━━━ Text under study ━━━
Risk assessment models are expected to improve, noted Fintech Futures. The digital publishing platform has stated that this trend could contribute to cryptocurrency prices move higher.
At META 1, officials understood how the risks of cryptos were hindrances for many people.
They addressed this by creating the META 1 Coin Trust. It places gold assets in low-risk high-yield trading platforms that can produce a monthly cash flow. This cash flow will be integrated with META 1 Coin via the Appreciation Smart Contract, the outfit explains in its white paper. META 1 Coin utilizes smart contracts to ensure all aspects of operations are executed properly. Their smart contracts are logical processing elements that assign and verify assets on the META 1 Blockchain.
━━━ Supplied entries ━━━
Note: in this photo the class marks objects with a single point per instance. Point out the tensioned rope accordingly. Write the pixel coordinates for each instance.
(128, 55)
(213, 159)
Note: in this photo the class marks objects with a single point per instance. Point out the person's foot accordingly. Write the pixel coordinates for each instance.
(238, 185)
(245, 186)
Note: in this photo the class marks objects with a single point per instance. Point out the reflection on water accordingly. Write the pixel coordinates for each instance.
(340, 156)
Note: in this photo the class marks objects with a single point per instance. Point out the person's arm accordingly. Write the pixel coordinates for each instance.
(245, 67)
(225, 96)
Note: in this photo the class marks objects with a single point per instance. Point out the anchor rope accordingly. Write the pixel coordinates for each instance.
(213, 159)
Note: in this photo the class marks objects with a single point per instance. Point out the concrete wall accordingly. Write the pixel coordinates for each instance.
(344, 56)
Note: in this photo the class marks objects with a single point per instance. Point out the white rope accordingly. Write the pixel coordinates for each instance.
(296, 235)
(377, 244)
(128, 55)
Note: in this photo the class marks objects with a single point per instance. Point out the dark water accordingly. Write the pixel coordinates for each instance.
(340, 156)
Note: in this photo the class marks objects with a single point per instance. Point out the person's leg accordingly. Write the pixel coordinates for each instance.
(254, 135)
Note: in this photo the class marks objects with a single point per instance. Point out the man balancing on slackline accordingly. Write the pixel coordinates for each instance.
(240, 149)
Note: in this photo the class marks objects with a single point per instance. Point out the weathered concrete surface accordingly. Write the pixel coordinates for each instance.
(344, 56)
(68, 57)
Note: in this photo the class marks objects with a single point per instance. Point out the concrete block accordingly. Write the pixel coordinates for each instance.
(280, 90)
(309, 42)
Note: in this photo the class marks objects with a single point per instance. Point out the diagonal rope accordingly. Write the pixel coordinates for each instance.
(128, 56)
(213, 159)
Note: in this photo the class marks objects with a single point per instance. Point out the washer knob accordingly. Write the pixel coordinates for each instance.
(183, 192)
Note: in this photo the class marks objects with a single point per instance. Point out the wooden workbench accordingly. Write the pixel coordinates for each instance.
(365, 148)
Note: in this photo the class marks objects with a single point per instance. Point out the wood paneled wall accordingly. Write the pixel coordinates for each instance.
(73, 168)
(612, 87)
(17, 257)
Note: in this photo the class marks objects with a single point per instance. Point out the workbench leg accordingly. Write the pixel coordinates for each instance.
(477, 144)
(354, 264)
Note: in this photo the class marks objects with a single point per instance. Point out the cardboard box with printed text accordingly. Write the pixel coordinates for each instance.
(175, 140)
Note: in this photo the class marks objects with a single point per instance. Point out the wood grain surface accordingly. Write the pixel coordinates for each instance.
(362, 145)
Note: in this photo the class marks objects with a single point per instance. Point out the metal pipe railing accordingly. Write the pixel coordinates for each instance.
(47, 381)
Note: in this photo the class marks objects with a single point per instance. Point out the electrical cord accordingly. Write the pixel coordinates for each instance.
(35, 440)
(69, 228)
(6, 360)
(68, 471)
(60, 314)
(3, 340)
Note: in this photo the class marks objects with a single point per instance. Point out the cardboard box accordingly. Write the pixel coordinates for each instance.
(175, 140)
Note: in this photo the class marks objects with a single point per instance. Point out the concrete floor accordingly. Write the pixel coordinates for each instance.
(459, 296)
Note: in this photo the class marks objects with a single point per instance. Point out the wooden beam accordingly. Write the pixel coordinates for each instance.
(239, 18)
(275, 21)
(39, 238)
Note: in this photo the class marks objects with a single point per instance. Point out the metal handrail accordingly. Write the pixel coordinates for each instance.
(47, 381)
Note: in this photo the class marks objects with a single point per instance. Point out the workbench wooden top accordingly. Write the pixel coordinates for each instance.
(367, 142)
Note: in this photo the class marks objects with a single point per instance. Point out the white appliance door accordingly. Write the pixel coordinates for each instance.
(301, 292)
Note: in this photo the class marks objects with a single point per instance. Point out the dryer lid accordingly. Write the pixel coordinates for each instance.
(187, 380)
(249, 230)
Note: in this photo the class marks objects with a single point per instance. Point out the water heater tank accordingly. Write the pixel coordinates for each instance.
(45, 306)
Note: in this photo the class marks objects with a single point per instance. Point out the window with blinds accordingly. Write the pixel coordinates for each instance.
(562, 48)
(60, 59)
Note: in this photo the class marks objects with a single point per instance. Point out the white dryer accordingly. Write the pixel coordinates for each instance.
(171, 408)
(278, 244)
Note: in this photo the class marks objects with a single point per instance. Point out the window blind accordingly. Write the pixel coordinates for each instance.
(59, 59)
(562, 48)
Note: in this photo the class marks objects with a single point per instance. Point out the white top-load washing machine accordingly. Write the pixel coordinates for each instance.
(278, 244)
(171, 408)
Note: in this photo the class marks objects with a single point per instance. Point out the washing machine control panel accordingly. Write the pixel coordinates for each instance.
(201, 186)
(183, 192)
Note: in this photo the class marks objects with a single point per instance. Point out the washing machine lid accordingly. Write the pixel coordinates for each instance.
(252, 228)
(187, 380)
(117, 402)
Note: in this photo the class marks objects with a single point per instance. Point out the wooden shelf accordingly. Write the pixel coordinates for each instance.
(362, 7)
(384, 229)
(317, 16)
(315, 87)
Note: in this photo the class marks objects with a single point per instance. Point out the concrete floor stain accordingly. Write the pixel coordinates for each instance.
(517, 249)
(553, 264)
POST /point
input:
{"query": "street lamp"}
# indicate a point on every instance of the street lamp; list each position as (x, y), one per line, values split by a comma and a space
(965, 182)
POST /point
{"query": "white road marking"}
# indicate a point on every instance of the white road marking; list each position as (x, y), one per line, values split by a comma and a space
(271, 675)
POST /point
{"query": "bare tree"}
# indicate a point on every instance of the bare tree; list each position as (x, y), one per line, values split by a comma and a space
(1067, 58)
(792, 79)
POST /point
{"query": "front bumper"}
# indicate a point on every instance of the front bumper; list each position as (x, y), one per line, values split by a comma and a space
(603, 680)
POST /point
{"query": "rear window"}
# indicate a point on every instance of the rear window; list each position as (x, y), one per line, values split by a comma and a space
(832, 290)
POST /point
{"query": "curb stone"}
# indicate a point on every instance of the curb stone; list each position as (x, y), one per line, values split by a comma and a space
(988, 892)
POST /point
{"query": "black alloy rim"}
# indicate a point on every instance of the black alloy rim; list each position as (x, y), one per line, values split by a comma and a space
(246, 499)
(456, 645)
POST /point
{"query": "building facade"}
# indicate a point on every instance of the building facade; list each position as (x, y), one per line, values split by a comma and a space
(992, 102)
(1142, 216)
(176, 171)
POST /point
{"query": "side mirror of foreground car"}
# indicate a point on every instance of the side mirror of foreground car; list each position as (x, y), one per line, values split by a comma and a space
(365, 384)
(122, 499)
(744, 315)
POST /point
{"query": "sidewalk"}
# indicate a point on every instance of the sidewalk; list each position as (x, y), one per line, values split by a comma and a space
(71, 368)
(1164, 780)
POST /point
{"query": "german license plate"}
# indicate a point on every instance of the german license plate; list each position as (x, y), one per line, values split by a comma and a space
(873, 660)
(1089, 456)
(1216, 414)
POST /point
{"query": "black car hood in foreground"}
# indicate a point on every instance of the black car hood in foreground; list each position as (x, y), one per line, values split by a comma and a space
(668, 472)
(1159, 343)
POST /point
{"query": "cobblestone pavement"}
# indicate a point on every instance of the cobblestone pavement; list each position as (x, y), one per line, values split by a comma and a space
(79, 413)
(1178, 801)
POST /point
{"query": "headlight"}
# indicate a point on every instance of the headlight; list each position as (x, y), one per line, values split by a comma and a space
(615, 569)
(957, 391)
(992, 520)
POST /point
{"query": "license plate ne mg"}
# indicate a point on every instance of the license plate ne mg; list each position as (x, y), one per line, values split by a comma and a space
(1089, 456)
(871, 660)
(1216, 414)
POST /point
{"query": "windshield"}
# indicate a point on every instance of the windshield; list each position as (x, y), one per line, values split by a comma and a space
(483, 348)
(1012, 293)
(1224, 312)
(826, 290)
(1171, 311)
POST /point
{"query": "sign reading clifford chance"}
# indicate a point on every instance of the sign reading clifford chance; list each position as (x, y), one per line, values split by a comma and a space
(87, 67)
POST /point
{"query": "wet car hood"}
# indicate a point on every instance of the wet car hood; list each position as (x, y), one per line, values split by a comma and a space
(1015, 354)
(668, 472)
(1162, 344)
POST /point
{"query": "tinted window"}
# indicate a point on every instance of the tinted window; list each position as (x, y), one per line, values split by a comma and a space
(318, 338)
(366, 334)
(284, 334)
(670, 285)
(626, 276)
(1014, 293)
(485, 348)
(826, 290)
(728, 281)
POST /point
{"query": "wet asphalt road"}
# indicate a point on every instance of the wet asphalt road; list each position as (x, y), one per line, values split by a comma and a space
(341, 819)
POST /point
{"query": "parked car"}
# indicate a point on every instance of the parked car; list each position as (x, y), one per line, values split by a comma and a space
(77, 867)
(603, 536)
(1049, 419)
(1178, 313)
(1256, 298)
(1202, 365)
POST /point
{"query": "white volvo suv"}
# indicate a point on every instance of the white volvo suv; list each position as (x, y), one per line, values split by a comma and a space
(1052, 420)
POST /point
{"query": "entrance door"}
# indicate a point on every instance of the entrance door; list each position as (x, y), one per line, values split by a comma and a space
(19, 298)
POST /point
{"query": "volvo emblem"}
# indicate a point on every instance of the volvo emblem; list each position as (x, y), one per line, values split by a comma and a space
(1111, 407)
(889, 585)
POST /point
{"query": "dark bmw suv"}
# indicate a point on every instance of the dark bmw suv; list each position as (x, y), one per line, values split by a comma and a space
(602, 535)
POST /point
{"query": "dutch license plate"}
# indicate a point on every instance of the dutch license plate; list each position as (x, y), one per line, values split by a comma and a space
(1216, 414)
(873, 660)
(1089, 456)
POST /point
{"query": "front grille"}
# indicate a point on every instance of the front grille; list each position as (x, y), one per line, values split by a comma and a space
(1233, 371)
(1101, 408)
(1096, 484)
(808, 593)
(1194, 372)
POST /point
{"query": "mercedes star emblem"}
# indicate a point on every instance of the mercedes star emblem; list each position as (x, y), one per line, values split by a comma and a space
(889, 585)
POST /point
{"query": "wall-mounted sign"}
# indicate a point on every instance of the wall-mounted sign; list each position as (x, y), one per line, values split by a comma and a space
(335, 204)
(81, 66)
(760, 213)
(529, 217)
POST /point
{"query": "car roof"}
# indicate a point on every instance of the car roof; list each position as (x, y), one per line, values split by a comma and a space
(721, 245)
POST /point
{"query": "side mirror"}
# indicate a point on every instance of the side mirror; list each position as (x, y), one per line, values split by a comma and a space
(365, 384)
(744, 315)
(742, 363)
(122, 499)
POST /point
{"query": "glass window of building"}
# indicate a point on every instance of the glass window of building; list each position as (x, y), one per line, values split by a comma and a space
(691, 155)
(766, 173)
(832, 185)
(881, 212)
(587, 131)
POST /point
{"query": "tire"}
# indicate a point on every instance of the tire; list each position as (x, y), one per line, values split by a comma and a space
━━━
About this task: According to the META 1 Coin passage, where does the META 1 Coin Trust place gold assets? The data has nothing to do with the META 1 Coin passage.

Task answer: In low-risk high-yield trading platforms that can produce a monthly cash flow.